Required work >>
- 1) Rewrite the paragraph of the biography of John Christofides that begins "As a student the author worked" as a short bulleted list that keeps its main facts.
- 2) The biography of John Christofides names several interests he has apart from vitamin D. List all of them.
- 3) Extend the biography of John Christofides, starting after its last sentence.

Page excerpt >>
-.-.-
John Christofides is a Principal Clinical Scientist with the Epsom and St Helier University Hospitals NHS Trust based at the Specialist Biochemistry lab at West Park Hospital, Epsom in Surrey. Apart from Vitamin D the author’s other interests include metabolic disorders associated with the porphyrias, neuroendocrine tumours and fatty acids, as well as providing an analytical service to the mental health services in the detection of drugs of abuse. These varied interests have provided opportunities for lecturing and supervising undergrad and postgraduate student projects whilst also maintaining a modest flow of papers, posters and two book chapters.
The author developed an interest in vitamin D after setting up an in-house assay in the mid 1980s predating the introduction of commercial kits by several years. This service has grown from a dozen requests a week to over 10,000 requests from his laboratory a year.
As a student the author worked in the private sector as an analytical chemist but has worked in the NHS since 1976 preferring to use his skills to develop tests and interpreting test results to help clinicians arrive at a diagnosis when dealing with a sick patient. Advising the press, John provides a public service and explains how three quarters of the UK population has vitamin D deficiency during winter and spring and that elderly and immobile people are dangerously deficient all year round.
-.-.-
Items from a data source:
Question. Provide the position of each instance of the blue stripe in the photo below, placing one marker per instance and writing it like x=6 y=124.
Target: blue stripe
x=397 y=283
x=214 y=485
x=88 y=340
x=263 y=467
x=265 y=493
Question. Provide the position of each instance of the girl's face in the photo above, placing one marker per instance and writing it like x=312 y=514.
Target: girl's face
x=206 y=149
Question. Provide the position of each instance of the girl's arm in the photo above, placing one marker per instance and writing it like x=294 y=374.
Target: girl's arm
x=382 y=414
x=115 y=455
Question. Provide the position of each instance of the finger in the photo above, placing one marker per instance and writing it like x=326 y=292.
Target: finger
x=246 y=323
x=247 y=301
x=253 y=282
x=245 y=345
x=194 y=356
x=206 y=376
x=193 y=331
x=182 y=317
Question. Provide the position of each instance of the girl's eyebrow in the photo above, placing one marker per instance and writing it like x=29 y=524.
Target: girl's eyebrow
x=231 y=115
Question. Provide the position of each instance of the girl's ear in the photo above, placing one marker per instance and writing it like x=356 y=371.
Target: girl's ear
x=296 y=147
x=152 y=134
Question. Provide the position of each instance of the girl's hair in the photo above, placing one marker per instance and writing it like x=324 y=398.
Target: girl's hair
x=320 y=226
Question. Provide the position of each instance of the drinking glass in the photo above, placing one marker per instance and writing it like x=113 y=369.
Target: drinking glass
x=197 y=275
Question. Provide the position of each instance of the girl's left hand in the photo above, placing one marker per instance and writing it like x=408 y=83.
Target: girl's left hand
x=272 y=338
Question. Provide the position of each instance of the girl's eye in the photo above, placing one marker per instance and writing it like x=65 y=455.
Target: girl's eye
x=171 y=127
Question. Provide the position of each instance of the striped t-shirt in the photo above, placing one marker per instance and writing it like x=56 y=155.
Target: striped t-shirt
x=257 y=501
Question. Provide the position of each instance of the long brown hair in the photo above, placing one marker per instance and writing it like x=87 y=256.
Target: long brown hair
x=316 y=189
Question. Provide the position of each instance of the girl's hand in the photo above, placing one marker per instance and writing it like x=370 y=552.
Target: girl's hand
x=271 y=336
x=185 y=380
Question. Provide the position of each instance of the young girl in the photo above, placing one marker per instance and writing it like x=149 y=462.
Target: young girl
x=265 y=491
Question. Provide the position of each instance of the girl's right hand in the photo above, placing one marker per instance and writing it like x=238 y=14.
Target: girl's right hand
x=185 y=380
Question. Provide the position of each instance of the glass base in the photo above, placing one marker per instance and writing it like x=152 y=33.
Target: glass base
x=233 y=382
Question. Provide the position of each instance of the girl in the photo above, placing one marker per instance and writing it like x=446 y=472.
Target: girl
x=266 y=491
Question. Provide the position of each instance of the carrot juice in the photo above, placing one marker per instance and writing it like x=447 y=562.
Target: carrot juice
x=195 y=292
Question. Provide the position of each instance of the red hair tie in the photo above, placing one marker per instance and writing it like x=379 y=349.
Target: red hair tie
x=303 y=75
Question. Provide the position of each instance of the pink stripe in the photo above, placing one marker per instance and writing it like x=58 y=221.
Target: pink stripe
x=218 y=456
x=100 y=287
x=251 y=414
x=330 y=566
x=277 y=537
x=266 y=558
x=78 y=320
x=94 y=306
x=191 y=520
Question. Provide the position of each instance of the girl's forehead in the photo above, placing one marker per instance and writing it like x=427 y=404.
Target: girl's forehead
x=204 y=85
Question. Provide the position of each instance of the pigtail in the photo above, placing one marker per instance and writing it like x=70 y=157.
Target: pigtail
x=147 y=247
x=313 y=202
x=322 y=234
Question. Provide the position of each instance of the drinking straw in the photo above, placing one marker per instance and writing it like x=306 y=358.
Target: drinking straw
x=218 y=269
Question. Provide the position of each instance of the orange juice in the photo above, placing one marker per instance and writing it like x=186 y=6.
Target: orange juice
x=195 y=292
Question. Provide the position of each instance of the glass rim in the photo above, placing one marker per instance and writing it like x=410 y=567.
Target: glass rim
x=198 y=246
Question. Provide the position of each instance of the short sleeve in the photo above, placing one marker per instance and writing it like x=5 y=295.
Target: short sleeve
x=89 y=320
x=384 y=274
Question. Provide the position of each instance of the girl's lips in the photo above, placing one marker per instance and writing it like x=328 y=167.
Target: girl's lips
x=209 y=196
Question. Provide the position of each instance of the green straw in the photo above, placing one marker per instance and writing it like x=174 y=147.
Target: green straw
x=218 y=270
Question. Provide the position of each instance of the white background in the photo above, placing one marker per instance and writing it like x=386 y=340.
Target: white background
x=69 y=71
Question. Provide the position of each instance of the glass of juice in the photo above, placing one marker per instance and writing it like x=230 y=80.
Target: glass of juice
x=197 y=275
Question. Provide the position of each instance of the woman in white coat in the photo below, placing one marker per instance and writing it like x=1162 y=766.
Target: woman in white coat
-.-.-
Answers for each item >>
- 1)
- As a student, he worked in the private sector as an analytical chemist.
- He has worked in the NHS since 1976.
- He prefers to use his skills to develop tests and interpret test results so that clinicians can diagnose sick patients.
- He advises the press as a public service.
- He explains that three quarters of the UK population is vitamin D deficient in winter and spring.
- He explains that elderly and immobile people are dangerously deficient all year round.

- 2)
- Metabolic disorders associated with the porphyrias
- Neuroendocrine tumors
- Fatty acids
- Providing an analytical service to the mental health services in the detection of drugs of abuse

- 3)
Diagnosing nutritional vitamin D deficiency is done by measuring the combined 25-hydroxycholecalciferol plus 25-hydroxyergo-calciferol in blood. Interpretation of an adequate blood level has changed in opinion over the last 10 years but a consensus has now been reached allowing clinicians to diagnose and treat various degrees of insufficiency and dangerous deficiency.
My interest in food supplements and vitamins has suggested that people on normal diets may be wasting their money on food supplements or so-called 'superfoods' other than vitamin D itself. It is probably one of the very few vitamins where scientific evidence conclusively shows the benefit of boosting our vitamin D blood levels with supplements, especially during the winter months when natural sun stimulation is inadequate.